- Your instructions: Only the lines from the one with "If you could mark the sunglasses" to the end of the records are wanted, each repeated exactly, both ends included.

________

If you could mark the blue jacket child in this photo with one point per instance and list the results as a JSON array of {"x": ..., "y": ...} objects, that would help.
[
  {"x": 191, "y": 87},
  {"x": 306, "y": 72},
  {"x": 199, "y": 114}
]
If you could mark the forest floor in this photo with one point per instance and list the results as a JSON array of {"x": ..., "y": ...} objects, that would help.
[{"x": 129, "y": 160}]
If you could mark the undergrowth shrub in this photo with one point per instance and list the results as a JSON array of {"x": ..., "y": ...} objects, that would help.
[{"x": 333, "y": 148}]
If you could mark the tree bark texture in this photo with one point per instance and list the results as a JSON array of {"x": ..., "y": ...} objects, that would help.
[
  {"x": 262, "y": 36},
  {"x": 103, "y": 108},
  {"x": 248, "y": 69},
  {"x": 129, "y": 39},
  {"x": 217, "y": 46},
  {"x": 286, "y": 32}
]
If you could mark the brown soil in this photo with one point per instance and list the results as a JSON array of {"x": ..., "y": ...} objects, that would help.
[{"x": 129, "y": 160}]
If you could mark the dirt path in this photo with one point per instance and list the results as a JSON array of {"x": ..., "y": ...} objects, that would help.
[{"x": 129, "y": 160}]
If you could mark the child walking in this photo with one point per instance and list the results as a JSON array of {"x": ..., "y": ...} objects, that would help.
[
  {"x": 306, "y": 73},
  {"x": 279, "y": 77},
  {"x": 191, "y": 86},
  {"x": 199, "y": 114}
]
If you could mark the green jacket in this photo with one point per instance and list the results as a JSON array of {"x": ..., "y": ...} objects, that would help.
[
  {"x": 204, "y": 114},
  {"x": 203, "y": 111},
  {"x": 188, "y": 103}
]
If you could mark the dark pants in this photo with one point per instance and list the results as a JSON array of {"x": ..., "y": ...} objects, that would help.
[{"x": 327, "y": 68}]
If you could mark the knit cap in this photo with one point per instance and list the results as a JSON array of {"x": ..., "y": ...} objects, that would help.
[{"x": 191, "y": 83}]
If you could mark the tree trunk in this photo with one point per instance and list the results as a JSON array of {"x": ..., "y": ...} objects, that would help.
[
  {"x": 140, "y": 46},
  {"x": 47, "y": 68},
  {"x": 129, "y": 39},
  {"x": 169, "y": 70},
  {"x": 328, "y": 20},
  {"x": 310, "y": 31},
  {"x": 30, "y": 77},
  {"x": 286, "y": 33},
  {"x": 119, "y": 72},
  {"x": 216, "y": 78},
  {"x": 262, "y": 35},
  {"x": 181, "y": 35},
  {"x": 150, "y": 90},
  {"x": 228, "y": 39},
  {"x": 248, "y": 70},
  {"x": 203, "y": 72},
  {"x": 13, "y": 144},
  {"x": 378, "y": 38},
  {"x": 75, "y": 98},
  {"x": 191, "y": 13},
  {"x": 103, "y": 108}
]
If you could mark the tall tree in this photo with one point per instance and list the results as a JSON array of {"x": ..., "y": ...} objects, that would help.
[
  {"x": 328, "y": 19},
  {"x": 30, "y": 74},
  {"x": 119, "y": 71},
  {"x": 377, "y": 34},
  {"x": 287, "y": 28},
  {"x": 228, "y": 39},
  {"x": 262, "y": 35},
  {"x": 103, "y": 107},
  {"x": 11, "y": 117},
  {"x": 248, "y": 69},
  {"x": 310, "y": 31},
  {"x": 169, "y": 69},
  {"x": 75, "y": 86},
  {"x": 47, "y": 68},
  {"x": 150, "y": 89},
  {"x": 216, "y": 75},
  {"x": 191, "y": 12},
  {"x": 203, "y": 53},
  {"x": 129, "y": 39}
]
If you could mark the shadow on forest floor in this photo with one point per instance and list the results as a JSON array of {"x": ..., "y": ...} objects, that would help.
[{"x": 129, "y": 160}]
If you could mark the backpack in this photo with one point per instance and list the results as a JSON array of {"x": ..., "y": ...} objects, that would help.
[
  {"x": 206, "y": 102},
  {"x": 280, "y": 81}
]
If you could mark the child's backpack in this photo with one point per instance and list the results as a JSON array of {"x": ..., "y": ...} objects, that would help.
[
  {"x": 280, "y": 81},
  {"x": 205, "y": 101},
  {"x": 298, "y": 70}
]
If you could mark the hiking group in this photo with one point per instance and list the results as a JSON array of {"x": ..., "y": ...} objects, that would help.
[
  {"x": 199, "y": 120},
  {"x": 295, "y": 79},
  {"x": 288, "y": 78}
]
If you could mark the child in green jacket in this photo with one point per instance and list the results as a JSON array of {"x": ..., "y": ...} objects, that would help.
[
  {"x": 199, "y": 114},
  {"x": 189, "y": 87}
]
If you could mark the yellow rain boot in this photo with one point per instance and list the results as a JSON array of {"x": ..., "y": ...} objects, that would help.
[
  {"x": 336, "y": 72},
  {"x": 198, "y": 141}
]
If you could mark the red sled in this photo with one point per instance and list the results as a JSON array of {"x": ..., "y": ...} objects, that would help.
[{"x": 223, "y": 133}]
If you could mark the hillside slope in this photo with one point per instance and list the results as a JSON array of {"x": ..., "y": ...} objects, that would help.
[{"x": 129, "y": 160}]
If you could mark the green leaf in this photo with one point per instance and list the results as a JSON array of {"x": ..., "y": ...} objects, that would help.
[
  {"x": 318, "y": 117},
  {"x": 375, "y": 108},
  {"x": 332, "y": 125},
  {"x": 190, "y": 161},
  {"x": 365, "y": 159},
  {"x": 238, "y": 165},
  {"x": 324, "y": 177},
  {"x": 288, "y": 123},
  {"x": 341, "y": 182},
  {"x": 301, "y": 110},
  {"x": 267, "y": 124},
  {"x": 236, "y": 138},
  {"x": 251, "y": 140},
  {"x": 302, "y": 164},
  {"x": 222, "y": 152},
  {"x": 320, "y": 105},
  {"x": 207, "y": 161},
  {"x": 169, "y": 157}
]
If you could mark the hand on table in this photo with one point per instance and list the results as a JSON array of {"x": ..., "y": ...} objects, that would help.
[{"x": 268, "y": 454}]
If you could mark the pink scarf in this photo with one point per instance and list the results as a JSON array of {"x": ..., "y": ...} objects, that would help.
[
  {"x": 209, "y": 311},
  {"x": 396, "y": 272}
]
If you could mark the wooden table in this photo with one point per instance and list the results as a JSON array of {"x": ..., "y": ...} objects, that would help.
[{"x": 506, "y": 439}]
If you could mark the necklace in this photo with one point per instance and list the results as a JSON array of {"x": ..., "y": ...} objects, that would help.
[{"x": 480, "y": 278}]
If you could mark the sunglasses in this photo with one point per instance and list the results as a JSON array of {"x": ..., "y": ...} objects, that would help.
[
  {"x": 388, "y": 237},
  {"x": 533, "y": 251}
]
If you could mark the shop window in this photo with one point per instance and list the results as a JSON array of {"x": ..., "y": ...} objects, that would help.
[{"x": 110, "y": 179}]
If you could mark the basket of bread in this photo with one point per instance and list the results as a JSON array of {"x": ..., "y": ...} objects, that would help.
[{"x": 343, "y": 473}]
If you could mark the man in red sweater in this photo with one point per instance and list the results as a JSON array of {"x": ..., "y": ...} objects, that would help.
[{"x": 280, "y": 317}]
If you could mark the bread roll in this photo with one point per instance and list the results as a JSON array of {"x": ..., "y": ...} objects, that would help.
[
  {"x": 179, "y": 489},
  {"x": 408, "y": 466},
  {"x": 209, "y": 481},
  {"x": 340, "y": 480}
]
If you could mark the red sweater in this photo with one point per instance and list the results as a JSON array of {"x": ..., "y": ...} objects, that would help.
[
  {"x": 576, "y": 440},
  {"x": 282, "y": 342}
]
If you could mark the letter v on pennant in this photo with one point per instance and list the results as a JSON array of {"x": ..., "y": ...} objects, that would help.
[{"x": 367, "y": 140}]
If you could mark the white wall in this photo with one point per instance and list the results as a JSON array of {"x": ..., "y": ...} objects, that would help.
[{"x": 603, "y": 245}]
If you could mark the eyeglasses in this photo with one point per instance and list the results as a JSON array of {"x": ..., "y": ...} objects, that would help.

________

- Worked solution:
If you could mark the sunglasses in this photo with one point per instance and list the results as a JSON array of {"x": ..., "y": ...} objects, that would help.
[
  {"x": 388, "y": 237},
  {"x": 533, "y": 251}
]
If you could mark the shop window in this photo with one point per instance and list the results as a JSON array of {"x": ..., "y": ...} objects, that would help.
[{"x": 110, "y": 179}]
If you could mark the basket of bread in this photo with one point per instance and list the results as a JSON array of {"x": ..., "y": ...} objects, that would help.
[{"x": 343, "y": 473}]
If you could mark the man in red sweater in this photo with one point per instance and list the results as a JSON array of {"x": ..., "y": ...} objects, that would help.
[{"x": 280, "y": 317}]
If you could mark the bread roll in this photo with one point per instance and list the results as a JSON array of {"x": ..., "y": ...} objects, that would help.
[
  {"x": 179, "y": 489},
  {"x": 408, "y": 466},
  {"x": 209, "y": 481},
  {"x": 340, "y": 480}
]
If you could mark the red sweater in this photo with one point per instance and list the results as a JSON array of {"x": ..., "y": ...} objects, that would help.
[
  {"x": 576, "y": 440},
  {"x": 282, "y": 342}
]
If you could mark the letter v on pennant in this photo with one point per instance and list the results as a JSON array of {"x": ..., "y": ...} objects, that would help.
[{"x": 367, "y": 140}]
If you could mark the white wall in this photo with one point per instance and list the results as a JSON array of {"x": ..., "y": ...} objects, that would help.
[{"x": 603, "y": 245}]
If you could mark the eyeglasses in this photo with one point per instance and list the results as a JSON array of {"x": ..., "y": ...} objects, that would help.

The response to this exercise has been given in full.